Render every line of the listing below as a JSON array of strings, one string per line, omitting any blank lines.

────────────────────

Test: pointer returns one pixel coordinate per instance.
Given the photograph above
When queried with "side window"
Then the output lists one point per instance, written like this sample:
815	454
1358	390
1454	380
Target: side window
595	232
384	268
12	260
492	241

────────────────────

● EXERCISE RESPONSE:
[
  "Test: pointer returns one pixel coordinate per instance.",
  "Given the photograph above",
  "When queried with \"side window\"",
  "Then the output lists one point per instance, written like this sample:",
  "815\t454",
  "1358\t390",
  "1454\t380",
  "Target: side window",
  "595\t232",
  "384\t268",
  "12\t260",
  "492\t241"
]